### PROVIDED PASSAGE
'''
(Note: Nerdy stuff)
So, yesterday, I decided I would use the ability to get random images to attempt to determine the composition of the images on this site – as in, how many of each kind of images are there? This came to mind while tagging images, as I found a few that were untagged, improperly tagged, and/or out of their proper gallery, meaning that attempting to find out how many of a kind there are through the search wouldn't be 100% accurate. I started out small, with a sample size of 100 images, and only 18 categories for images (if I really get going I'd expect to have at least 25 categories and 500 images).
My methods:
I used the ability to get a random image on the site to record 100 images under 18 categories, being Demotivational Posters, RWBY, Pokemon, Super Smash Bros., Undertale, JoJo's Bizarre Adventure, Steven Universe, MLP, Reaction Images, Tumblr, Hentai Quotes, Rage Comics, Fanart, Twitter, Image Macro, and an Other category for images that don't fit into any of the others. I also recorded the number assigned to each image in the URL.
A few people in the IRC expressed concerns about a random sample of such a small size, so I included two methods to check the reliability. The first was averaging the numbers assigned to the images. If the average of all the image numbers wasn't close to 500k, then we know that it had uneven distribution to either older or newer images. Also, I took some of the larger galleries and compared that to how the numbers gathered differed from the numbers in those galleries.
Numbers:
(Note that the numbers add up to above 100% because images could be added to multiple categories.)
- 41% of images found did not fit into any of the categories of interest.
- 31% of the images were fanart.
- 25% of the images were MLP related.
- 14% were image macros.
- 5% were Pokemon related.
- Super Smash Bros., JoJo's Bizzare Adventure, Steven Universe, and Tumblr each were related to 2% of the images found.
- Reaction Images, Hentai Quotes, and Rage Comics each were related to 1% of the images found.
- The rest of the categories had 0%,
Accuracy tests:
- MLP, Hentai Quotes, Steven Universe, Tumblr, Super Smash Bros., Pokemon, RWBY, and Undertale got about the percentage expected. All is good there.
- The average of the numbers came out to 578479, meaning it had a slight bias toward newer images. This means older ones, specifically rage comics, demotivational posters, and image macros, likely got slightly skimped out.
- Reaction images were 2% lower than the minimum expected, which I'm guessing was caused by the newer image bias.
- I'm only human, and this is my first time doing something like this. It's unlikely but possible I mislabeled something, which would be a whole percentage point changed.
So that's my findings thus far. This is just the preliminary test, which I think went pretty well, so no hard numbers about predicting the number of a certain type of image quite yet.
If you have any suggestions for what I should do next time, I'd be glad to hear them. As I said I'm new to this, so I might not be getting something right.
Mod edit: Removed personal info
'''
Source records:
'''
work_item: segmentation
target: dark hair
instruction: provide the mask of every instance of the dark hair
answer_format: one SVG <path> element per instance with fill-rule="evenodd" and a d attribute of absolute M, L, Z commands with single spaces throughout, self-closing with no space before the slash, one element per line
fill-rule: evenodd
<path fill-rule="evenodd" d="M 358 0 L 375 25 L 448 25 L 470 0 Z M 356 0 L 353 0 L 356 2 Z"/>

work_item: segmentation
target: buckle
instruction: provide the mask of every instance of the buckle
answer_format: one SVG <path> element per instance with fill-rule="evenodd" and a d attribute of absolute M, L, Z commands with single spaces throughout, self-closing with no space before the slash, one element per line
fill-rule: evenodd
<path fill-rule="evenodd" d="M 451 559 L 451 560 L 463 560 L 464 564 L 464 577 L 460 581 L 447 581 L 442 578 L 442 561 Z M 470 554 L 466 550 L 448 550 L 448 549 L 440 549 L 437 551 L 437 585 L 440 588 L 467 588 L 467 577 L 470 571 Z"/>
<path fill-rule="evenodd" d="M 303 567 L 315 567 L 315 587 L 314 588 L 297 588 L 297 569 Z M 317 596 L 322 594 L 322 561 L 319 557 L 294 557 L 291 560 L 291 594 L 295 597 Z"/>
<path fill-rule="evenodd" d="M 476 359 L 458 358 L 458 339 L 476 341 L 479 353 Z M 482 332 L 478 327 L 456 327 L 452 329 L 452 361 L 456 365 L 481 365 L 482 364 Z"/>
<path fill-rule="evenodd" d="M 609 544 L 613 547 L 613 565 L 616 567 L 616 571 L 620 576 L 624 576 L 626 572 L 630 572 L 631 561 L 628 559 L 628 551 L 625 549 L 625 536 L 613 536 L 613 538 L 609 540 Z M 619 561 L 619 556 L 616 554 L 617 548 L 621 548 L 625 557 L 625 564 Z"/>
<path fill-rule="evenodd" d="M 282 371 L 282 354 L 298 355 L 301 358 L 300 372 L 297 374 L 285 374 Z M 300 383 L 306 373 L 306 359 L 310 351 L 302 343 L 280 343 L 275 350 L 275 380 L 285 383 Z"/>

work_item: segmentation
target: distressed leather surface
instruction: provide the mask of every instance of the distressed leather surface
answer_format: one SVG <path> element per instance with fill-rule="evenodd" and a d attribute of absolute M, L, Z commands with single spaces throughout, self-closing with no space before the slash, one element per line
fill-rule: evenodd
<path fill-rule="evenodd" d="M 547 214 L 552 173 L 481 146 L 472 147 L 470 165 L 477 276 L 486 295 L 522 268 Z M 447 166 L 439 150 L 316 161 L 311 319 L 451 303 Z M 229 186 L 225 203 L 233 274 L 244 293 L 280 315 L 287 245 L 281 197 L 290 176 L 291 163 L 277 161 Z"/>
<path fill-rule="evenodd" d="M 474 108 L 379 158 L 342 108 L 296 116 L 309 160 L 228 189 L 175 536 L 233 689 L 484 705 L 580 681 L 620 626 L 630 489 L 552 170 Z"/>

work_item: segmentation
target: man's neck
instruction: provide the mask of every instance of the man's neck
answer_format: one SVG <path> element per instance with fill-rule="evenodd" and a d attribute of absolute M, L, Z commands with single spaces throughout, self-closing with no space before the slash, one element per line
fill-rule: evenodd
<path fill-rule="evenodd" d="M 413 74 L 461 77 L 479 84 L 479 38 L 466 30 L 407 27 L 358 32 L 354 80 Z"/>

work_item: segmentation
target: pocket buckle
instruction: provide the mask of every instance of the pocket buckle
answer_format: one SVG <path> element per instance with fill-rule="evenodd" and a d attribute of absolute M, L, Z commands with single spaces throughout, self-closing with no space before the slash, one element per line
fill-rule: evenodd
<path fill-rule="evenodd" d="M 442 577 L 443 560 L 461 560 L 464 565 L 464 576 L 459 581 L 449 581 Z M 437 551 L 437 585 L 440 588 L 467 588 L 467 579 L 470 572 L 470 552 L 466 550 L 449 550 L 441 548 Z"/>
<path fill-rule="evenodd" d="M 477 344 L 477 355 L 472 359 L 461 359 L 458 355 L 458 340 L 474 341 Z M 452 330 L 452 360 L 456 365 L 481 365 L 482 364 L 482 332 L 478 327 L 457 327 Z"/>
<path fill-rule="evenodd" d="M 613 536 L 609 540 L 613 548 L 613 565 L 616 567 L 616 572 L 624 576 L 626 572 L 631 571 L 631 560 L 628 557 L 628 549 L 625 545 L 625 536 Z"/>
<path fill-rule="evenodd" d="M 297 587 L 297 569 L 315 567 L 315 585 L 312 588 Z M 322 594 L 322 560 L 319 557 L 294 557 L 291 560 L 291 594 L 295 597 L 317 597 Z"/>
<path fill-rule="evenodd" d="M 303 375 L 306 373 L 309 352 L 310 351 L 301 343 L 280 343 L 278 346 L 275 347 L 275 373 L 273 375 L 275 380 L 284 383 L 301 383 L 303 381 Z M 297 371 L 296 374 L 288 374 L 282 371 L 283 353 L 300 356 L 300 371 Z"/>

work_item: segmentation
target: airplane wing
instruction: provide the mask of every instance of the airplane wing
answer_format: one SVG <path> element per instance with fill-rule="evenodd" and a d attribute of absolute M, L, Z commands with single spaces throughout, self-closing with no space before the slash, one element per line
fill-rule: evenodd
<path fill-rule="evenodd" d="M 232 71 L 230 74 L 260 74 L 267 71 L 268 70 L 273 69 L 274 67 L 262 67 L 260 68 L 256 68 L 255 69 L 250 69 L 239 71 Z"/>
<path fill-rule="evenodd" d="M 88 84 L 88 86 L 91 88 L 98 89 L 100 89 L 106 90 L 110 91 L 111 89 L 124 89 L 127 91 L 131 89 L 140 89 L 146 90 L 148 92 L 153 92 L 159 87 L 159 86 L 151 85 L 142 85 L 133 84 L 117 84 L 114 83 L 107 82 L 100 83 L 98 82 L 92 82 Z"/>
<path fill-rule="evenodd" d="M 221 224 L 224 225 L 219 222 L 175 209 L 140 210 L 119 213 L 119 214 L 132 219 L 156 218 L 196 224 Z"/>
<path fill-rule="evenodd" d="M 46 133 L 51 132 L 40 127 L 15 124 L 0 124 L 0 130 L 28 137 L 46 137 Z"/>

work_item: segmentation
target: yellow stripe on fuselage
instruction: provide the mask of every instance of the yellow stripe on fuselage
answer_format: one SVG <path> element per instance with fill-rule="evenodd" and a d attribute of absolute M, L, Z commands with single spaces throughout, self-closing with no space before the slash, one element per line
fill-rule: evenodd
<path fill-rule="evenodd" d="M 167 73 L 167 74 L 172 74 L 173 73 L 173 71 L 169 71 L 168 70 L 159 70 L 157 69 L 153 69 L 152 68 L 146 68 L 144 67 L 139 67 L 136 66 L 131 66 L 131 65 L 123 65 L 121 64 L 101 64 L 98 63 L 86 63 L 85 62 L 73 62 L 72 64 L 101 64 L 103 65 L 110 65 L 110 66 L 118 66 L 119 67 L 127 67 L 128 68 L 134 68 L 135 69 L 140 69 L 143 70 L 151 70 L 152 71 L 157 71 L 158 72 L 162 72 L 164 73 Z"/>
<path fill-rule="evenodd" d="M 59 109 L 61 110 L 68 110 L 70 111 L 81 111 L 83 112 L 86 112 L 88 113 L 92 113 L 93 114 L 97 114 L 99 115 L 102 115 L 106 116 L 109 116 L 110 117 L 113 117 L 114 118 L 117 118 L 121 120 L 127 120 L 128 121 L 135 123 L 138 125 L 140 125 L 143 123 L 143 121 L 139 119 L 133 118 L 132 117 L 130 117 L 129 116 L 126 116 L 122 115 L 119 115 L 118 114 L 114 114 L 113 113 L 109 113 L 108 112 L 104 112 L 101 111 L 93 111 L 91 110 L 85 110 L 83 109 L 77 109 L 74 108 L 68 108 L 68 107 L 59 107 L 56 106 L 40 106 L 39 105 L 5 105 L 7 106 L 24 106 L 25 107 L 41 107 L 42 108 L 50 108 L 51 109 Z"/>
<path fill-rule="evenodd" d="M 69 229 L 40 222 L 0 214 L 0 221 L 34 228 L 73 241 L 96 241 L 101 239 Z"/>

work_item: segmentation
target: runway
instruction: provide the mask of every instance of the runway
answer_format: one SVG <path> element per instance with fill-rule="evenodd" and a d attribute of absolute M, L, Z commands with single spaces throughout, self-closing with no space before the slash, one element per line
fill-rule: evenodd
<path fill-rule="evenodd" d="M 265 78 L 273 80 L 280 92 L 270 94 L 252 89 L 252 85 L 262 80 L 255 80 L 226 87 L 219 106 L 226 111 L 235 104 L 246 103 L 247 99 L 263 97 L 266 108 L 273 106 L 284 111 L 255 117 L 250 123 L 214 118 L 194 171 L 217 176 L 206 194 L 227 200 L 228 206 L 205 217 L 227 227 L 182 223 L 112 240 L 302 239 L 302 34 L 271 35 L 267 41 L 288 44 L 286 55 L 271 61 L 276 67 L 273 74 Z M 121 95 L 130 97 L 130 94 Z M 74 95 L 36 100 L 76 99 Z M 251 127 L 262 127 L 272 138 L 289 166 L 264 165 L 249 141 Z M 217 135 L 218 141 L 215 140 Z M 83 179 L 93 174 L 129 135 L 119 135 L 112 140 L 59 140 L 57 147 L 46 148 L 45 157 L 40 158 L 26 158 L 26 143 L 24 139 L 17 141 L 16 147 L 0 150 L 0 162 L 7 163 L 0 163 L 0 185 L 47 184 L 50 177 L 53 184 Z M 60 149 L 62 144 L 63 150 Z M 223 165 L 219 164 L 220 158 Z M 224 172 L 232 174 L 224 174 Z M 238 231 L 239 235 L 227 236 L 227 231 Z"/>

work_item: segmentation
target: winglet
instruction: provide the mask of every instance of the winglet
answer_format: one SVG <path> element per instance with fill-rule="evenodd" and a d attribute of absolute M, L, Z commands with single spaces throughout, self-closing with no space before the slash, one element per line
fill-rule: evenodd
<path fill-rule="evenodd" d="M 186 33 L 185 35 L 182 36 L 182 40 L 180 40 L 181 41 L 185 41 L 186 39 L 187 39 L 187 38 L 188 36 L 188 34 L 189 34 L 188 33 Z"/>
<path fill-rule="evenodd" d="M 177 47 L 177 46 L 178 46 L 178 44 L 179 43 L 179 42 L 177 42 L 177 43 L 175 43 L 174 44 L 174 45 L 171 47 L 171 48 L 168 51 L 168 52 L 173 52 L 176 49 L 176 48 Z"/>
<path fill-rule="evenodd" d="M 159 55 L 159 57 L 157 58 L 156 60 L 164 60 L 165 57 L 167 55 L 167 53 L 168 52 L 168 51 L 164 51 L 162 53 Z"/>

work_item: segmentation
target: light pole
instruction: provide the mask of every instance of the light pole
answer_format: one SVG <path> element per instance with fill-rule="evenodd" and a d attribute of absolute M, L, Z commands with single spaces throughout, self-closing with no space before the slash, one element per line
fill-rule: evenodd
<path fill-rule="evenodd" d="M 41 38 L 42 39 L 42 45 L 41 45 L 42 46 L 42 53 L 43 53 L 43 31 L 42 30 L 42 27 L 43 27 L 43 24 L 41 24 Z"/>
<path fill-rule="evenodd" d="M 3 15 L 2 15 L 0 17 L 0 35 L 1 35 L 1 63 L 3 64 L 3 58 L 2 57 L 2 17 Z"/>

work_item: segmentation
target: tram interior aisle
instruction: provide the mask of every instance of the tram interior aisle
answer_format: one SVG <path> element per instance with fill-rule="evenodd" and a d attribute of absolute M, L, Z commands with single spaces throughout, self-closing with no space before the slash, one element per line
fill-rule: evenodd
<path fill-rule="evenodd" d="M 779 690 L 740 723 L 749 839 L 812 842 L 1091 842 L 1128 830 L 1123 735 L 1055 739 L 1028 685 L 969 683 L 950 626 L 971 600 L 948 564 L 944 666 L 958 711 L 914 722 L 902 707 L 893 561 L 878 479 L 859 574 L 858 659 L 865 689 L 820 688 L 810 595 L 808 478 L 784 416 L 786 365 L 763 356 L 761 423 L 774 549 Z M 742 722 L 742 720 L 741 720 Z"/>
'''
### DIRECTIONS
[A] Print the section of the image-sampling post that begins at the words "- I'm only human, and" and ends after "getting something right.".
[B] Please switch "dark hair" to "black hair" in the records from their start through the line containing "358 0 L 375". Return only those lines with everything else unchanged.
The post and the records have nothing to do with each other.

### RESULTS BY TASK
[A]
- I'm only human, and this is my first time doing something like this. It's unlikely but possible I mislabeled something, which would be a whole percentage point changed.
So that's my findings thus far. This is just the preliminary test, which I think went pretty well, so no hard numbers about predicting the number of a certain type of image quite yet.
If you have any suggestions for what I should do next time, I'd be glad to hear them. As I said I'm new to this, so I might not be getting something right.

[B]
work_item: segmentation
target: black hair
instruction: provide the mask of every instance of the black hair
answer_format: one SVG <path> element per instance with fill-rule="evenodd" and a d attribute of absolute M, L, Z commands with single spaces throughout, self-closing with no space before the slash, one element per line
fill-rule: evenodd
<path fill-rule="evenodd" d="M 358 0 L 375 25 L 448 25 L 470 0 Z M 356 0 L 353 0 L 356 2 Z"/>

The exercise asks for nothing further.